• _WHAT TO WORK ON_: Every entry below needs to be printed again exactly, with its pictures left out.

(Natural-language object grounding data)

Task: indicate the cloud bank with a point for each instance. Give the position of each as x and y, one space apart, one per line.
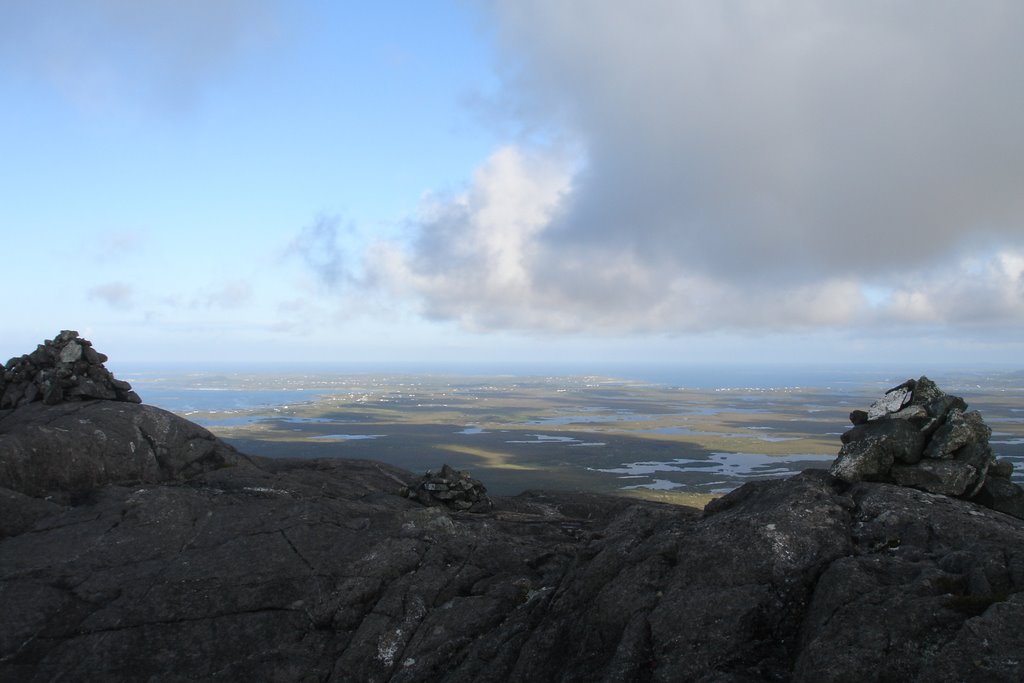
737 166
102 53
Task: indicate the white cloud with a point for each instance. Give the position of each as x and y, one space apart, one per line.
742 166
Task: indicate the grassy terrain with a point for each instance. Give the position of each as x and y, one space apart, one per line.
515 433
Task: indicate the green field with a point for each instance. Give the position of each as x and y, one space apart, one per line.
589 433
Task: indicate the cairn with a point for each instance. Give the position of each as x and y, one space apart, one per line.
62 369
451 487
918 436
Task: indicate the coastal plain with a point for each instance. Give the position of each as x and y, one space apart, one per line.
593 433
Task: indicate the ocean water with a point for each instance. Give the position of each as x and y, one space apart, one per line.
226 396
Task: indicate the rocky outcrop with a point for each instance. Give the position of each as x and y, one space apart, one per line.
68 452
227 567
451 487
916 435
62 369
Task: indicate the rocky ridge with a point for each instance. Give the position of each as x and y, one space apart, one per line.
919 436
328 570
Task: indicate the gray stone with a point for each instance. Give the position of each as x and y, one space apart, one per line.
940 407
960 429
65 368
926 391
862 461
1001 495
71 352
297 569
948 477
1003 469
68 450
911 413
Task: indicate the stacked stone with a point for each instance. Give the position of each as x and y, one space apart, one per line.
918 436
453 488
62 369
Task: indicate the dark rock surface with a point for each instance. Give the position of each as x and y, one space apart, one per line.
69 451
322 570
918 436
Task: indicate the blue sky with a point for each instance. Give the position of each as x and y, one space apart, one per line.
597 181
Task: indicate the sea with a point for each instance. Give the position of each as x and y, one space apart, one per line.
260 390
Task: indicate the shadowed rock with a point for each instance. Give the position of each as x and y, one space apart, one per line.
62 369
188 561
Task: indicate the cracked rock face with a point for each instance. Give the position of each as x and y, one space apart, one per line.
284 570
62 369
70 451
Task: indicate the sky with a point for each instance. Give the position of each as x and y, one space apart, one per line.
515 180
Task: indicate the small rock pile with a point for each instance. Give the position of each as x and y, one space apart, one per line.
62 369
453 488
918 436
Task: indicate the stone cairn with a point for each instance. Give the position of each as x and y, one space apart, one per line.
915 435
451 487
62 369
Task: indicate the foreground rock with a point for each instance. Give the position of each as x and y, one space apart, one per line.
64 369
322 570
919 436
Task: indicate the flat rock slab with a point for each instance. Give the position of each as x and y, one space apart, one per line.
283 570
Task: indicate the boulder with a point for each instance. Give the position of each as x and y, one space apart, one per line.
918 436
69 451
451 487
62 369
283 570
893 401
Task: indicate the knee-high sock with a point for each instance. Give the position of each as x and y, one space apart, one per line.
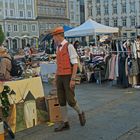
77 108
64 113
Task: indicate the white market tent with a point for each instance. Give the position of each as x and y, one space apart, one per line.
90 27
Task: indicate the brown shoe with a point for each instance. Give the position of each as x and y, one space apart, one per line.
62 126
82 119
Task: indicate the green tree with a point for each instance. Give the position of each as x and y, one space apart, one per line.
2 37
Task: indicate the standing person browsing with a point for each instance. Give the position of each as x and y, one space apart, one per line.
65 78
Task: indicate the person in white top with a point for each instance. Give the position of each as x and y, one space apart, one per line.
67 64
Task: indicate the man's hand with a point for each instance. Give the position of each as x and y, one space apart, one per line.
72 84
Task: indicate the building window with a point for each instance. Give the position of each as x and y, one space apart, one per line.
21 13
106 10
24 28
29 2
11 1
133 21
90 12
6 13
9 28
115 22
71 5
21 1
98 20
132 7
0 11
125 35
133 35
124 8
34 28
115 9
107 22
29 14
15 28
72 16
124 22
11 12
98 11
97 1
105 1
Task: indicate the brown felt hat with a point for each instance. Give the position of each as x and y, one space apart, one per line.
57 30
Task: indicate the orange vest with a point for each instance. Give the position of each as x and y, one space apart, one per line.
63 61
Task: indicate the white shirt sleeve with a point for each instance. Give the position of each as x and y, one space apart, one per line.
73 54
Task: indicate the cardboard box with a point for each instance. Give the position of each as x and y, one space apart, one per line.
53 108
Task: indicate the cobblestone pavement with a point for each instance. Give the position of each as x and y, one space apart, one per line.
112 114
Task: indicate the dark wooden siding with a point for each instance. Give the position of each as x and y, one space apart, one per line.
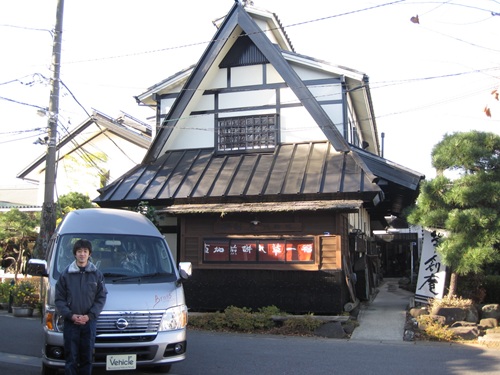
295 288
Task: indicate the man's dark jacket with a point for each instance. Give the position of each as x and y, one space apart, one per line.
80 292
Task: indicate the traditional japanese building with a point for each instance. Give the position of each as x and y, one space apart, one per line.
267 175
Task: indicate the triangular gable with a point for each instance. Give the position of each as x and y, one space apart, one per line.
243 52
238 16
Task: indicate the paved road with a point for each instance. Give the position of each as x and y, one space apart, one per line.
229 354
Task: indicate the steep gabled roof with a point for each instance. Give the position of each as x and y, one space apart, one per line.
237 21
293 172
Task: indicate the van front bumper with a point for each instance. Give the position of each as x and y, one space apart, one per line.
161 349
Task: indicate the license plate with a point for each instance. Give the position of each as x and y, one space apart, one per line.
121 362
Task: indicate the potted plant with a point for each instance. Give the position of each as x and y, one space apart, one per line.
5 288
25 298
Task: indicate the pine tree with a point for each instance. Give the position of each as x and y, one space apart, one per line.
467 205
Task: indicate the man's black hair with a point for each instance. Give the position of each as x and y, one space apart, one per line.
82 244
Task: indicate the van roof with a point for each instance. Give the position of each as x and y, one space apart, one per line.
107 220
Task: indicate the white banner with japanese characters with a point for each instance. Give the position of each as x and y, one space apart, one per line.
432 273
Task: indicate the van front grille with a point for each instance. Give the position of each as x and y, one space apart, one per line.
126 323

• _TASK RESULT_:
Task: indicate the cloud bank with a point for each instance. Give the position of each as x and y, one space apart, one per line.
737 166
102 53
Task: indicate the white cloud with a point for each instance. Give the position of each as x and y, one space apart, one per line.
742 166
Task: indicate the grassy terrain with a point for each instance. Give the position of each as x and y, one space apart, one per line.
515 433
Task: indicate the green field with a point for each instance. Give the position of each as x and y, one space apart, one per line.
589 433
Task: indicate the cairn with a point for each instance. Give the position of each as x and y, one space apart, one per line.
62 369
451 487
918 436
Task: indicate the coastal plain with a point for each instance. Give the position of each as x and y, one space apart, one per line.
593 433
Task: indicate the ocean water with a point for each instance. Give the position of each as x and y, one space apart, one per line.
226 396
Task: indicate the rocky outcrop with a point for each instance. Give the position of each as x and y, one space apart, one per line.
68 452
227 567
451 487
916 435
62 369
Task: indicate the rocky ridge with a point for each instance. Give the position of each as x and y, one space apart, one per line.
919 436
328 570
Task: indicate the gray stone with a point for each instance. Give the position of each as x and y, one space apart, one per line.
940 407
960 429
65 368
926 391
862 461
1001 495
71 352
297 569
948 477
1003 469
68 450
911 413
Task: indicate the stacked stone with a point for each instance. Give the position of each as x and y, one space apart, one per line.
918 436
453 488
62 369
Task: indicate the dark rock surface with a point for each instance. Give the position of each as x and y, one space apart, one per line.
69 451
322 570
918 436
Task: indicate the blue sky with a point for each instance. Give the position of each as x and y, one space apart, one per line.
597 181
Task: indicate the sea with a point for each instance. Give the position of each as x and y, one space apart, one per line.
260 390
Task: indicate the shadowed rock with a point for each instance. Give the position of each as x and y, one space apart, one per line.
62 369
188 561
Task: indicate the cracked rock face with a point for each instance. Give the position of each as x and y, one space apart, one per line.
284 570
62 369
70 451
Task: indicate the sky with a point for each instance. Give the position of each as x and y, one space apart, one per line.
515 180
Task: indicate the small rock pile with a point for each instance. Give the position of each as x and y, one space apart, one per line.
62 369
453 488
918 436
Task: indicate the stone cairn with a point for each instance. Give the position of each as x and y, one space apart, one per line.
915 435
451 487
62 369
Task: indicate the foreground rock with a point for each instance. Give the position of each as x and y, one space apart, one per line.
64 369
322 570
919 436
Task: indicate the flat rock slab with a point for each instance. Give the position of each as x and y, one space apart, one per line.
283 570
Task: indicate the boulder with a point for each instance. Give the position of each as x and y, one space apart, one per line.
918 436
69 451
451 487
62 369
283 570
893 401
Task: indicate the knee-high sock with a point for each instance. Give the position of each as x and y, one space apart, one per line.
77 108
64 113
Task: indicate the white market tent with a point for each instance. Give the position of each as x and y, one space apart, one per line.
90 27
Task: indicate the brown shoe with a point for each instance. Give the position of each as x and y, one space apart, one per line.
62 126
82 119
Task: indicate the green tree with a point for each instance. Give the position of each as x and y, one space apart, one per line.
2 37
Task: indicate the standing person browsing with a point for each instance. Give the position of each as x and y, one space apart, one per line.
65 78
Task: indicate the person in white top with a point for each instance. Give the position of each as x and y, one space apart, one per line.
67 64
Task: indicate the man's hand with a point for each instance. Give the position of each as x and y, one space apart, one per line.
72 84
Task: indicate the building window with a point for each instance. Give the position of each as x and y, one space apart, one per line.
21 13
106 10
24 28
29 2
11 1
133 21
90 12
6 13
9 28
115 22
71 5
21 1
98 20
132 7
0 11
125 35
133 35
124 8
34 28
115 9
107 22
29 14
15 28
72 16
124 22
11 12
98 11
97 1
105 1
Task: indicate the brown felt hat with a point for each instance. Give the position of each as x and y, one space apart, one per line.
57 30
Task: indicate the orange vest with a point for each instance. Give the position of each as x and y, one space apart, one per line.
63 61
Task: indicate the white shirt sleeve with a point for each instance. Give the position of each as x and y, one space apart, one per line.
73 54
Task: indicate the cardboard box with a point for each instance. Give the position of each as x and y, one space apart, one per line.
53 108
Task: indicate the cobblestone pavement with a point for each instance. Give the position of each as x and y, one space apart, one per line.
112 114
Task: indicate the dark wooden siding with a point for each instance. Give the position of each as x and y, one space apart, one per line.
295 288
Task: indicate the man's dark jacket with a point for each instance. Give the position of each as x and y, one space apart, one per line.
80 292
Task: indicate the traditional japanese building with a point for each instance. Give the position of each as x and y, one space apart, one per line.
267 175
Task: indicate the triangular gable with a point for each instance. Give the position of each as x and y, one space apart, one per line.
243 52
238 16
Task: indicate the paved road with a point for each instance. Give the position of each as x and y, one space apart, one per line.
229 354
Task: indicate the steep gabled roof with a point for each instance. Give the position of each as x and y, one space apart, one per line.
237 21
293 172
Task: indicate the van front bumper with a point for each instance. Give the position of each as x and y, one space apart, one per line.
161 349
Task: indicate the license plate with a point for each instance. Give the position of each as x and y, one space apart, one per line.
121 362
Task: indicate the potted plant with a point for each instance. Give the position of each as x and y, one space apart, one per line.
5 288
25 298
Task: indicate the pine tree with a point for each instance. Give the position of each as x and y, one space apart, one per line.
467 205
Task: indicate the man's black hair with a point for each instance. Give the position of each as x and y, one space apart, one per line.
82 244
Task: indicate the van roof with a point for each instance. Give the position of each as x and y, one space apart, one per line.
107 220
Task: indicate the white banner with japanese characters with a point for each instance. Give the position of each as x and y, one space apart, one per line.
432 273
Task: indicate the van front grille with a point for each instance. Give the position of each as x and y, one space apart, one per line.
126 323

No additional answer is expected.